• [Task description] Pictures do not belong in the copy; transcribe everything else in the records exactly.

[Start of Data entries]

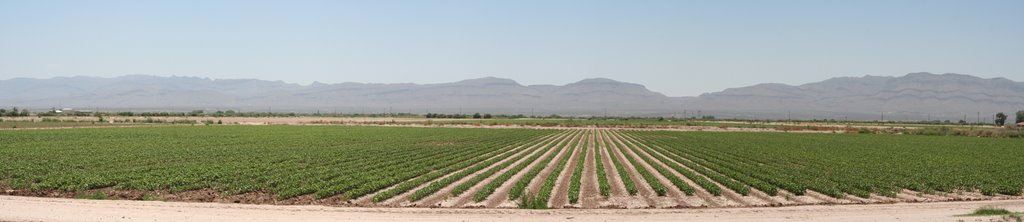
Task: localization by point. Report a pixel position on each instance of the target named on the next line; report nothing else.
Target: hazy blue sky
(676, 47)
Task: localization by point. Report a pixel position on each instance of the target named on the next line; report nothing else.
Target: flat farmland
(505, 168)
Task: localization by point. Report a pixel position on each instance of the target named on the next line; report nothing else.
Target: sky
(676, 47)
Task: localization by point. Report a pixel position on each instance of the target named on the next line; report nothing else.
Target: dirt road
(42, 209)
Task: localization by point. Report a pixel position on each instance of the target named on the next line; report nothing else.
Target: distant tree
(1000, 119)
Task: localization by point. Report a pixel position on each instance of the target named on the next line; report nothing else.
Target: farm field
(505, 168)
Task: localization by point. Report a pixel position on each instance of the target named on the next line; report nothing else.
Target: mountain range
(913, 96)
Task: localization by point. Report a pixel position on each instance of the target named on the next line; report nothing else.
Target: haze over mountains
(913, 96)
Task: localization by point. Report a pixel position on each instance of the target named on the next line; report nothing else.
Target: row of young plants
(489, 188)
(439, 184)
(841, 165)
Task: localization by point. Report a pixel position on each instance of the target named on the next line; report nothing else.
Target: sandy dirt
(19, 209)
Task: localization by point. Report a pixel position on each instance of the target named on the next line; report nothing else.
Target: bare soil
(18, 209)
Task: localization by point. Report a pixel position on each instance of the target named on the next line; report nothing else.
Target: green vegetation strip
(284, 161)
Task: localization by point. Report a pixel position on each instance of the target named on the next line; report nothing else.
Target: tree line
(14, 113)
(1000, 119)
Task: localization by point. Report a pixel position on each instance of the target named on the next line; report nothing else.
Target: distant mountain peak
(598, 81)
(489, 81)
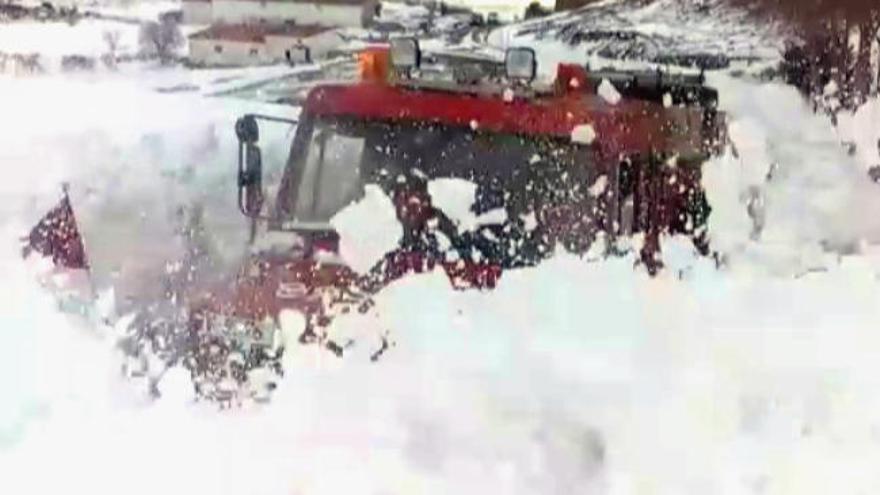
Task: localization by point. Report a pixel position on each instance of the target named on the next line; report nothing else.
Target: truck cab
(561, 166)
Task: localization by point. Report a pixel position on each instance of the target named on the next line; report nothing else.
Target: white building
(197, 12)
(341, 13)
(256, 44)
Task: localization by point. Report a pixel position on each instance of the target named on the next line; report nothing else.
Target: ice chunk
(367, 229)
(608, 92)
(454, 197)
(584, 134)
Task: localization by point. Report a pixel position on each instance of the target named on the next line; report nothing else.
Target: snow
(583, 134)
(367, 229)
(608, 92)
(574, 377)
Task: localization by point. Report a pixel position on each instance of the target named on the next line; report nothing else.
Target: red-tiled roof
(256, 33)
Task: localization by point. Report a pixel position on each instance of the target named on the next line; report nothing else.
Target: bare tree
(160, 39)
(111, 39)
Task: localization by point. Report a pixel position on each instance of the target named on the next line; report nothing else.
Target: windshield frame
(281, 217)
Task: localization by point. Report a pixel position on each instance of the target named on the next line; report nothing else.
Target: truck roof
(630, 126)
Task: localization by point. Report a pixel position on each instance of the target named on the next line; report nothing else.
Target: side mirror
(250, 182)
(250, 167)
(247, 130)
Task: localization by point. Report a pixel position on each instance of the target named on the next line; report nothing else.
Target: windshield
(332, 160)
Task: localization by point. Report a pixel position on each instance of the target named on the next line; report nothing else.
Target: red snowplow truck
(570, 168)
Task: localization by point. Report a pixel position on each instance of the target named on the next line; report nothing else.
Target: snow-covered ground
(579, 376)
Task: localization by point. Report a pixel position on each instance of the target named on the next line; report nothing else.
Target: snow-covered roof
(256, 33)
(321, 2)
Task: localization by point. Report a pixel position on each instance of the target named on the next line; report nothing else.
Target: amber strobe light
(374, 64)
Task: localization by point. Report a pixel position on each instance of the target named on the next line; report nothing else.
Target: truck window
(331, 175)
(340, 156)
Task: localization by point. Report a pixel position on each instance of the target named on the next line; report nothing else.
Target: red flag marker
(57, 236)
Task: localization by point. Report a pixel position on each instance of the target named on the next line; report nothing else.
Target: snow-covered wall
(330, 14)
(225, 52)
(198, 12)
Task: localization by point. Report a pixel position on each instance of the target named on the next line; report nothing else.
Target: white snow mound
(367, 229)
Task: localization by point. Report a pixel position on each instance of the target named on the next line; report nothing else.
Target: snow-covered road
(579, 376)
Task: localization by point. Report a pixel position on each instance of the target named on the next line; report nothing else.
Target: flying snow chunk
(608, 92)
(584, 134)
(368, 229)
(599, 186)
(454, 197)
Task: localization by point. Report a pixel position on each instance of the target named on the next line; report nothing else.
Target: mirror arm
(243, 177)
(272, 118)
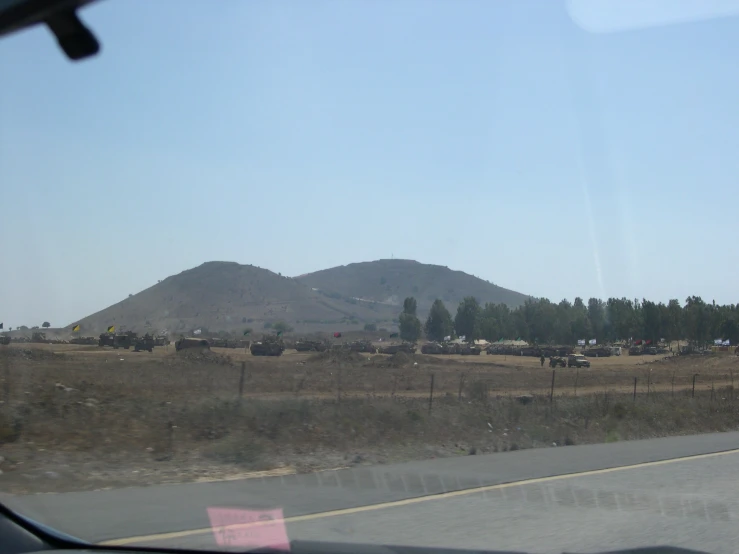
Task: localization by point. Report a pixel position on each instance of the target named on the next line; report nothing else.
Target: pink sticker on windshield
(249, 529)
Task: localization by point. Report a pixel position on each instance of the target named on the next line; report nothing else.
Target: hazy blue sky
(499, 138)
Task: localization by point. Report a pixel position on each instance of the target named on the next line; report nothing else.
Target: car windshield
(302, 271)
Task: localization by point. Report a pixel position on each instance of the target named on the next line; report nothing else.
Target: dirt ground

[End of Data entries]

• [Written response]
Task: localization by point. Report a pixel position on each instance of the target named on the next line; report nothing else.
Target: hazy blue sky
(676, 47)
Task: localization by point. Report a pixel position on each instance of the target named on the next line; report nothing else.
Target: flat farmland
(505, 168)
Task: localization by point. Report a pixel position on each instance of the target named on the next line; report nothing else.
Target: sky
(676, 47)
Task: localization by point. Report a pixel position on each instance of the target named on the next line; report nothing else.
Target: dirt road
(42, 209)
Task: localization by point. Report a pixel position on each instance of the target named on the next line; report nothing else.
Target: distant tree
(1000, 119)
Task: localization by point. Report a pixel position on each instance of the target named on the next line; report nothing else.
Target: farm field
(505, 168)
Task: localization by point. Report a pixel position on each instance of the target named on the next line; report nothing else.
Target: mountain range
(913, 96)
Task: localization by point. Report a pixel position on each instance of the target named on the next line; report nothing else.
Target: haze over mountains
(913, 96)
Task: localization by point. Report a pixel position on each instance of the target named on the next line; report nothing else.
Target: row of young plants
(489, 188)
(439, 184)
(841, 165)
Task: localization by point. Report a pixel position on each instance of the target named on the next line; report nothing else.
Target: sandy dirt
(19, 209)
Task: localization by point. Report a pixel position on each instance of the target named on the next line; report nothing else.
Target: bare soil
(18, 209)
Task: localization by point. Report a pixel position on each instance of the target named on the next line; report nothing else.
Target: green vegetation strip
(284, 161)
Task: localization by point. Report a pixel position on each instance of the target named on the next line; report nothing else.
Target: tree line
(14, 113)
(1000, 119)
Task: localization by point. Report a pixel position on each instance of the target named on the next line; report nothing else.
Target: distant mountain peak
(598, 81)
(489, 81)
Task: localization by point. Report a pixel position on each instance of the target named on the next line; report nothing else.
Target: truck cab
(561, 166)
Task: localization by point. Report a pixel position on each instance of the target named on the next line; report nothing else.
Target: white building
(197, 12)
(341, 13)
(256, 44)
Task: localization by point. Report a pixel position on each instance of the target named on the next line; report nothing else.
Target: ice chunk
(367, 229)
(608, 92)
(454, 197)
(584, 134)
Task: localization by point. Report a pixel position on each instance of the target named on the next line; report nothing else.
Target: snow
(583, 134)
(367, 229)
(608, 92)
(574, 377)
Task: localization by point. Report a pixel position on each instance of the target named on the next line; report nothing else.
Target: red-tiled roof
(256, 33)
Task: localization by point. Report a pixel position on each instance of the target named on the next line; report nothing else.
Target: bare tree
(160, 39)
(111, 39)
Task: localization by point. Report a pixel position on each instance of the target named on the next line; report nothing else.
Target: windshield frame
(281, 217)
Task: localization by point. Report a pixel position on each instance of the target named on the next line; report nothing else.
Target: truck roof
(630, 126)
Task: localization by point. Report a pixel position on each instance of the target named on the next line; report nothing else.
Target: side mirror
(250, 182)
(250, 167)
(247, 130)
Task: localization by point. Report a pixel position on each instance of the target named on the next line; report nothing else.
Target: windshield
(332, 160)
Task: localization by point. Report a pixel position on each instance of the target named on the next line; report nothing else.
Target: red snowplow truck
(570, 168)
Task: localization by point. Report a pixel position on each instance of the target named on the next line; report nothing else.
Target: snow-covered ground
(579, 376)
Task: localization by point. Report a pixel position on each instance of the target named on the next line; report nothing else.
Target: snow-covered roof
(256, 33)
(321, 2)
Task: localization by point. Report a pixel position on each instance of the target named on the next line; report nothing else.
Target: amber strobe light
(374, 64)
Task: localization by point. Report a pixel position on each instance of the target named on the next line; report nothing else.
Target: truck window
(331, 175)
(340, 156)
Task: localization by point. Report a pixel position on each instance of the target named on the next line; report nothing else.
Target: red flag marker
(57, 236)
Task: localization by point. Report a pixel position on each instance of the target named on the next line; report nothing else.
Target: snow-covered wall
(330, 14)
(225, 52)
(198, 12)
Task: localization by point. Report a pixel position on each instance of the target named on the next line; report nothing else.
Target: white snow mound
(367, 229)
Task: localization by point. Report a pixel position on each instance of the target named on the next line; report nothing else.
Target: snow-covered road
(579, 376)
Task: localization by point. Report a pixel position on each instance of the target named on the next line; report nothing else.
Target: flying snow chunk
(608, 92)
(584, 134)
(368, 229)
(599, 186)
(454, 197)
Task: localization by point. Report a pixel position on each instance of the target named on the next line; report nothing else.
Target: mirror arm
(243, 177)
(272, 118)
Task: localization by point. Report a pixel position on each instance of the target named on the next line; report nothing else.
Target: pink sticker on windshield
(249, 529)
Task: localization by point. Report a pixel position on each instance of the target named on the next line; report nothing else.
Target: hazy blue sky
(499, 138)
Task: localization by point. Report a pixel position on each instance of the target named on the next line; report nothing else.
Target: car windshield
(302, 271)
Task: localization by point. Report a pixel position on each instance of the target named on the next line; report nothing else.
Target: dirt ground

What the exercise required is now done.